*文書*.
メ・ギャリド・ギ
めぎゃりどぎ
『バックします……バックします……バックします……』
「ビゲソ・ゲギゼギ・ビゲソ!(逃げろ、精々逃げろ!)」
「そぉだ、その顔~!!」
「ゴセンゲ・バババサ・パビゲサ・セバギギ!(俺の背中からは逃げられない!)」
未確認生命体(グロンギ)のうち、メ集団に属するヤドカリ種の怪人。警察からは未確認生命体第24号として扱われている。
怪人態は、一見するとヤドカリというよりは別の虫のようにも見えるデザインだが、よく見ると目元がハサミ、顳顬(こめかみ)にある筋がヤドカリの脚になっている。“ガブルンゲ・ババゾロ・ヅゴドボ(悪夢の背中を持つ男)”という異名の通り、敵や獲物を攻撃する際には背中を向けて後ろ向きに襲いかかるという風変わりな習性を持っている。
戦闘においては胸の鎖を相手に巻きつけ、両手のカッターで敵を切り裂く戦法を得意としている・・・らしいのだが、いざクウガと戦った場面ではそれらを有効に活かしていたとは言い難く、また終始劣勢に立たされていたこともあってか、他のグロンギと比べると格闘は不得手だったのではないかと見る向きもある。

*指示と要件*. メ・ギャリド・ギの解説を「未確認生命体(グロンギ)のう」で始まるところから「ではないかと見る向きもある。」まで書き直し、「カッター」を「ブレード」に置き換えてください。

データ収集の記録

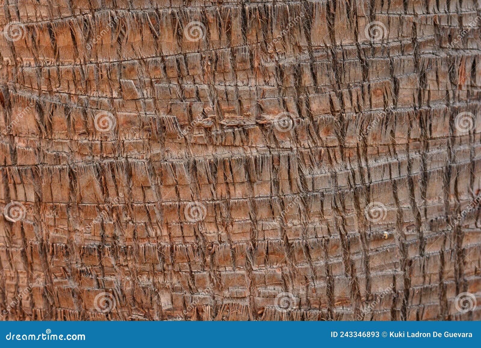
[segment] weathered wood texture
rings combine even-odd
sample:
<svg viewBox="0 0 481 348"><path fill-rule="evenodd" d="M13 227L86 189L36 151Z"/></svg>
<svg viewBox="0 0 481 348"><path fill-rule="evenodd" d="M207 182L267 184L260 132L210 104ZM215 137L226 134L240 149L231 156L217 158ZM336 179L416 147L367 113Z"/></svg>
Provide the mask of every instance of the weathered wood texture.
<svg viewBox="0 0 481 348"><path fill-rule="evenodd" d="M2 4L3 320L481 319L481 2Z"/></svg>

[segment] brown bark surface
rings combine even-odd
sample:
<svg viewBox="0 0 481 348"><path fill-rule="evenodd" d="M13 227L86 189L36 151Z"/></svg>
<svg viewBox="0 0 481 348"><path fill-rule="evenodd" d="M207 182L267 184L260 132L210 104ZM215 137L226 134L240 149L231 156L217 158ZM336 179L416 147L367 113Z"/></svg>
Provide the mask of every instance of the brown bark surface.
<svg viewBox="0 0 481 348"><path fill-rule="evenodd" d="M480 15L3 0L2 320L481 320Z"/></svg>

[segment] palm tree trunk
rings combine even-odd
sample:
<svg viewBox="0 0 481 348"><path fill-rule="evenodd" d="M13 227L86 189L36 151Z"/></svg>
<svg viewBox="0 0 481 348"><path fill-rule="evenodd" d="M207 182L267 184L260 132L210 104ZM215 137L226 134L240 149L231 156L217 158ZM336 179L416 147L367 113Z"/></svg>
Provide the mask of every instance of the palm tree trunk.
<svg viewBox="0 0 481 348"><path fill-rule="evenodd" d="M477 2L8 3L2 320L481 320Z"/></svg>

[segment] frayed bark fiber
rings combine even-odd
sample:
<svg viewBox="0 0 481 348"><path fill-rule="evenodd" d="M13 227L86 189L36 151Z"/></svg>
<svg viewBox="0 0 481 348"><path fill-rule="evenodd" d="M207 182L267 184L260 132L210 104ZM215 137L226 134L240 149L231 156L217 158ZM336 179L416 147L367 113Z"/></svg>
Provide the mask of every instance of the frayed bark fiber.
<svg viewBox="0 0 481 348"><path fill-rule="evenodd" d="M0 318L481 320L480 15L7 1Z"/></svg>

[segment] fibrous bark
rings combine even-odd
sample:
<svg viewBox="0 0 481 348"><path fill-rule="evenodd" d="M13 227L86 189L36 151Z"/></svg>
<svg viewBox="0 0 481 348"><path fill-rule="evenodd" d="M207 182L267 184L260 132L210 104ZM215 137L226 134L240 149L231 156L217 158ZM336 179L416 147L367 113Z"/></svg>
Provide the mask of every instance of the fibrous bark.
<svg viewBox="0 0 481 348"><path fill-rule="evenodd" d="M5 0L2 319L481 319L480 15Z"/></svg>

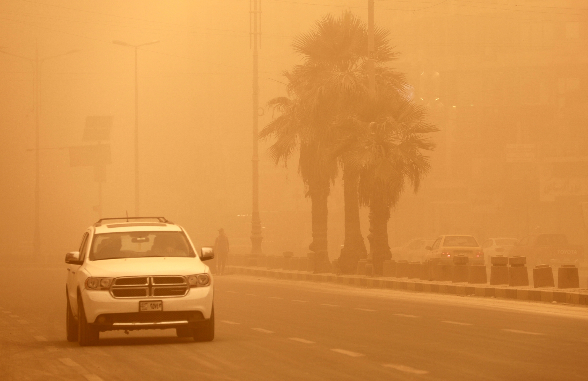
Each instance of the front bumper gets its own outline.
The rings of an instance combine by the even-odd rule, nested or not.
[[[210,319],[212,310],[214,289],[212,285],[206,287],[191,288],[184,296],[166,298],[142,298],[133,299],[118,299],[112,297],[108,290],[88,290],[81,292],[83,302],[84,312],[88,323],[96,323],[96,318],[102,316],[107,318],[99,325],[110,325],[112,329],[126,329],[128,326],[133,329],[151,329],[152,327],[164,327],[165,325],[157,324],[168,322],[172,327],[177,325],[192,325],[199,321]],[[161,316],[153,316],[153,319],[145,319],[152,312],[139,313],[140,300],[163,300],[163,310]],[[182,313],[186,313],[184,316]],[[120,318],[120,319],[119,319]],[[172,319],[172,320],[169,320]],[[102,320],[102,319],[101,320]],[[117,322],[117,320],[120,320]],[[155,320],[161,320],[156,322]],[[153,324],[143,324],[149,323]],[[113,323],[127,323],[126,325],[113,325]],[[136,323],[137,324],[132,324]],[[106,327],[103,327],[106,328]]]

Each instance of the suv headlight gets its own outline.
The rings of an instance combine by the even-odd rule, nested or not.
[[[186,280],[190,287],[205,287],[211,285],[211,277],[208,274],[188,275],[186,277]]]
[[[89,278],[86,279],[86,289],[108,290],[112,283],[112,278]]]

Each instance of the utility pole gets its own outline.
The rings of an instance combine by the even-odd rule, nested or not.
[[[261,241],[263,239],[259,218],[259,157],[258,155],[258,122],[259,116],[259,89],[258,72],[258,44],[261,46],[261,0],[249,0],[249,46],[253,48],[253,202],[251,213],[251,255],[263,254]]]
[[[368,88],[372,98],[376,96],[373,35],[373,0],[368,0]]]
[[[137,217],[141,215],[139,210],[139,81],[137,76],[137,48],[159,42],[159,40],[153,40],[150,42],[133,45],[124,41],[112,41],[112,44],[135,48],[135,215]]]
[[[48,59],[60,57],[66,54],[77,53],[81,51],[72,50],[62,54],[51,56],[46,58],[39,58],[39,43],[35,43],[35,58],[24,57],[12,53],[8,53],[0,50],[0,53],[18,57],[26,59],[31,62],[33,66],[33,111],[35,112],[35,226],[33,230],[33,253],[35,256],[41,255],[41,187],[39,186],[39,135],[40,132],[39,121],[41,113],[41,69],[43,62]]]

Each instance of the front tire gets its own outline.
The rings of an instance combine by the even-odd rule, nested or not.
[[[215,338],[215,306],[212,306],[211,318],[208,321],[199,325],[194,329],[194,341],[212,341]]]
[[[92,326],[86,320],[82,298],[78,298],[78,342],[80,346],[96,345],[100,338],[100,331]]]
[[[65,298],[67,299],[67,311],[65,313],[65,331],[66,336],[69,342],[78,341],[78,322],[72,312],[72,306],[69,303],[69,296],[66,290]]]

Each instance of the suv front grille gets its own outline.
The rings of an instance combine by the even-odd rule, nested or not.
[[[128,276],[116,278],[110,292],[117,298],[161,298],[183,296],[189,289],[186,278],[179,275]]]

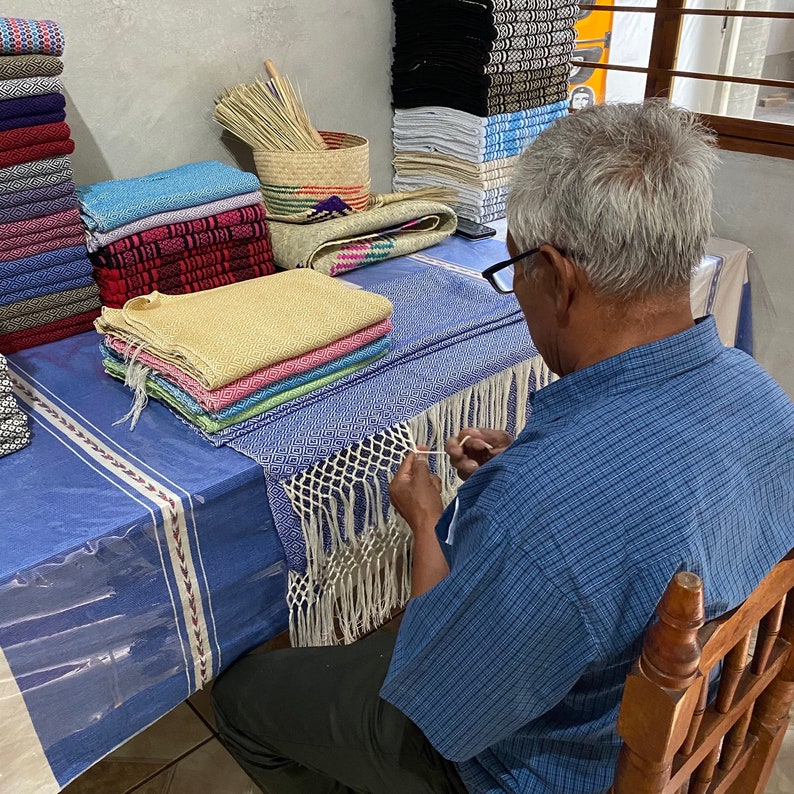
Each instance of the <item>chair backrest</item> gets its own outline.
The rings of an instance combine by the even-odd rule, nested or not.
[[[611,791],[762,794],[794,700],[794,551],[743,604],[705,625],[693,573],[673,577],[656,612],[626,679]]]

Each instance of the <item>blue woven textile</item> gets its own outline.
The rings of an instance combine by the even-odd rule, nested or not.
[[[59,182],[55,185],[45,185],[36,187],[32,190],[18,190],[14,193],[0,194],[0,209],[7,210],[13,207],[23,207],[25,204],[33,204],[39,201],[52,201],[69,196],[72,199],[71,206],[77,204],[74,193],[74,182],[70,179]]]
[[[305,546],[282,480],[536,354],[515,299],[484,280],[431,267],[368,289],[394,305],[392,349],[377,367],[208,436],[263,466],[294,571]]]
[[[81,259],[84,260],[87,269],[91,267],[84,245],[57,248],[55,251],[46,251],[43,254],[25,257],[25,259],[0,262],[0,278],[13,278],[21,273],[34,273],[43,268],[65,265],[67,262],[75,262]]]
[[[57,110],[53,113],[42,113],[38,116],[17,116],[13,119],[0,119],[0,132],[17,130],[20,127],[33,127],[37,124],[56,124],[66,119],[66,111]]]
[[[0,119],[54,113],[65,107],[66,97],[63,94],[39,94],[21,99],[4,99],[0,102]]]
[[[63,31],[51,19],[0,17],[0,54],[63,55]]]
[[[3,264],[8,263],[3,262]],[[5,300],[6,296],[11,293],[53,284],[60,285],[64,282],[91,276],[92,273],[93,266],[88,257],[83,255],[79,259],[65,262],[62,265],[54,265],[29,273],[17,273],[6,278],[0,277],[0,305],[13,302]]]
[[[81,185],[77,197],[86,226],[108,232],[157,212],[195,207],[258,189],[254,174],[208,160],[148,176]]]

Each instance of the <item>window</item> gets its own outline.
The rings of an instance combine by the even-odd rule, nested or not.
[[[668,97],[725,149],[794,159],[794,0],[580,5],[571,107]]]

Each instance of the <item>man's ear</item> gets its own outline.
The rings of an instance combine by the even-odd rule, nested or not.
[[[579,274],[573,262],[553,245],[542,245],[540,253],[545,259],[549,284],[554,290],[558,318],[562,322],[576,299],[579,289]]]

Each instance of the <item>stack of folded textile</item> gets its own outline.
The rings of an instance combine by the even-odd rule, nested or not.
[[[314,270],[277,273],[192,295],[157,292],[104,308],[103,364],[205,433],[352,375],[391,344],[392,305]]]
[[[273,273],[259,180],[216,161],[77,189],[102,303]]]
[[[578,4],[393,5],[394,188],[452,188],[460,216],[502,217],[515,158],[568,112]]]
[[[567,112],[567,99],[487,118],[439,106],[395,110],[394,187],[448,187],[462,217],[501,218],[516,157]]]
[[[0,351],[91,328],[99,293],[85,248],[48,20],[0,18]]]
[[[30,443],[28,418],[17,405],[8,377],[8,362],[0,354],[0,457]]]

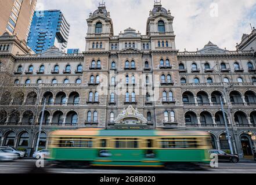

*回答*.
未確認生命体(グロンギ)のうち、メ集団に属するヤドカリ種の怪人。警察からは未確認生命体第24号として扱われている。
怪人態は、一見するとヤドカリというよりは別の虫のようにも見えるデザインだが、よく見ると目元がハサミ、顳顬(こめかみ)にある筋がヤドカリの脚になっている。“ガブルンゲ・ババゾロ・ヅゴドボ(悪夢の背中を持つ男)”という異名の通り、敵や獲物を攻撃する際には背中を向けて後ろ向きに襲いかかるという風変わりな習性を持っている。
戦闘においては胸の鎖を相手に巻きつけ、両手のブレードで敵を切り裂く戦法を得意としている・・・らしいのだが、いざクウガと戦った場面ではそれらを有効に活かしていたとは言い難く、また終始劣勢に立たされていたこともあってか、他のグロンギと比べると格闘は不得手だったのではないかと見る向きもある。